▸ Court exercice 1
Répondez à ces questions sur l'article consacré à l'IA qui recrée des images à partir de l'activité cérébrale :
(a) Combien de temps Pierre Fautrel est-il resté dans la machine IRM ?
(b) À quoi a-t-il pensé très fort pendant l'expérience ?
(c) Quel modèle « open source » le collectif a-t-il pris comme point de départ ?
▸ Court exercice 2
Poursuivez l'article sur l'IA qui « lit » le cerveau pour recréer des images, à partir de sa dernière phrase.

▸ Texte fourni
● ● ●
De l'imagination à la toile : une IA « lit » le cerveau pour recréer des images
Publié le - par LeBlob.fr, avec l'AFP
Une montagne sombre qui surplombe des plaines rouges, entourant une étrange forme bleue : un trio d'artistes français a présenté une image générée par une intelligence artificielle à partir de l'activité cérébrale de l'un d'eux. « Une première », selon le collectif.
« Dans ma tête, j'ai pensé très fort à un volcan », raconte Pierre Fautrel, l'un des membres d'« Obvious » qui s'est prêté à l'expérience. Pendant une heure dans une machine IRM de l'Institut du cerveau de l'hôpital de la Pitié Salpêtrière à Paris, il a imaginé plusieurs scènes, chacune inspirée par une courte description. Pendant le processus, l'activité de son cerveau a été enregistrée pour ensuite être traitée par une IA spécialement entraînée.
Si Pierre Fautrel confesse que l'œuvre générée n'est pas exactement ce qu'il avait en tête, « elle en a gardé les éléments sémantiques : une montagne enflammée avec de la lave qui coule avec un paysage sur fond clair. »
Depuis près d'un an, lui, Hugo Caselles-Dupré et Gauthier Vernier consacrent toute leur énergie à « Mind to Image » (de l'esprit à l'image), un projet qui semble relever de la science-fiction : retranscrire l'imagination d'un artiste grâce à une IA générative.
« Prouesse technique »
Pour y parvenir, ces trentenaires sont partis d'un modèle « open source » existant, MindEye, qui associe des images vues à l'activité du cerveau, et ont ensuite entrainé leur propre IA en plusieurs étapes.
● ● ●
▸ Matériel
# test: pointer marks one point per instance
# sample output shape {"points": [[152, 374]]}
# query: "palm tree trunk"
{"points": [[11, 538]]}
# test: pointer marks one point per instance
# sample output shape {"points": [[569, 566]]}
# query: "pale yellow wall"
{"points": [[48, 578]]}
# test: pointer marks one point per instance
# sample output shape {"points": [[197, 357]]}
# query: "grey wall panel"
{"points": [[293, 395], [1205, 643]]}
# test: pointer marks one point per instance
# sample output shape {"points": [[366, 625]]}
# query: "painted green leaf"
● ● ●
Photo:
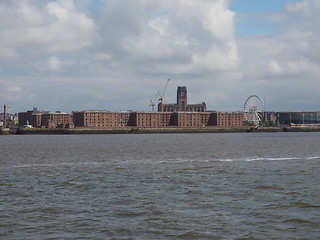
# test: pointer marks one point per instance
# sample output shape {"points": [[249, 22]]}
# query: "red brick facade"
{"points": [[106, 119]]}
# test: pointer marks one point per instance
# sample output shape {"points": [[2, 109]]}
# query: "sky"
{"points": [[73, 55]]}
● ● ●
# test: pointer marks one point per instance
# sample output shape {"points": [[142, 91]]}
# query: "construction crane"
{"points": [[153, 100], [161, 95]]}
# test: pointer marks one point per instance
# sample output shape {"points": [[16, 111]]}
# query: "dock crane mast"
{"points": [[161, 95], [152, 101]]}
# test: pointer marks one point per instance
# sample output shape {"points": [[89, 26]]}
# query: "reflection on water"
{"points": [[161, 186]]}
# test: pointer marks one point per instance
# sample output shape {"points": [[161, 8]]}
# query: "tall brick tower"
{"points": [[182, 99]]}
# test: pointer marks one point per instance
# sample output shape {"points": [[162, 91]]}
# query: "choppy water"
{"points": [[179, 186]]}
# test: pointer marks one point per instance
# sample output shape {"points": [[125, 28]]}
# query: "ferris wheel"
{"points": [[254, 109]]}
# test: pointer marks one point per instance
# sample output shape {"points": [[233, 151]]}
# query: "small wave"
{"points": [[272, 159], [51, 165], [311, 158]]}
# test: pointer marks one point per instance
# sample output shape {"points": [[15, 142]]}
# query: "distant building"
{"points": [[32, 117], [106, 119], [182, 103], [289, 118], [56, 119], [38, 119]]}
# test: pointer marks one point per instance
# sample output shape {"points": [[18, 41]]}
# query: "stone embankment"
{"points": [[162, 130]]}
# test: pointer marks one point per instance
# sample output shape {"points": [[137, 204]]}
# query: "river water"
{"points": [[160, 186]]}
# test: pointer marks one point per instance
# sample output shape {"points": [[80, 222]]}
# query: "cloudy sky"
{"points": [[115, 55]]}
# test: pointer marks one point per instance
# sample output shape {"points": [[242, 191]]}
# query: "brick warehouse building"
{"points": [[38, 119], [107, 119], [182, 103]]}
● ● ●
▸ Réponse attendue 1
(a) Une heure.
(b) À un volcan.
(c) MindEye.

▸ Réponse attendue 2
D'abord, en diffusant des portraits et des paysages à l'un des artistes dans l'IRM pour observer quelles zones de son cerveau s'activent, et en utilisant ces données pour nourrir l'IA. Celle-ci tente de reconstruire les images originales uniquement à partir des données de cerveau, sans les avoir vues lors de l'entraînement. Un processus répété de nombreuses fois pendant une dizaine d'heures « pour créer une base de données », explique Hugo Caselles-Dupré.
Dans un deuxième temps, ils ont refait l'exercice en se basant uniquement sur des souvenirs de ces images, avant de tenter l'expérience sur de l'imagination pure à la lecture de « prompts », des textes descriptifs écrits avant d'entrer dans l'IRM.
« On sait depuis une dizaine d'années que c'est possible de reconstruire une image vue à partir de l'activité de ce cortex visuel », explique Alizée Lopez-Persem, chercheuse à l'Institut du cerveau et à l'Inserm. « Mais une image "imaginée", non. Ça représente un challenge ».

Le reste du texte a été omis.